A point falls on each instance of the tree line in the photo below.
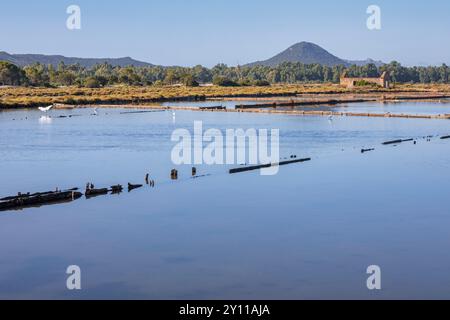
(39, 75)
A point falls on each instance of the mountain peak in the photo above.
(308, 53)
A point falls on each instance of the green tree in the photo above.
(11, 74)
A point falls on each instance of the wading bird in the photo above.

+---+

Beginning at the row that contains "A point falls on each instance of the green" and stopping after the last row above, arrange those lines as a numbered list with any blank lines dropped.

- **Output below**
1. A point falls on each instance of the green tree in the photo above.
2. (11, 74)
3. A point falls on each instance of the wading bird in the photo above.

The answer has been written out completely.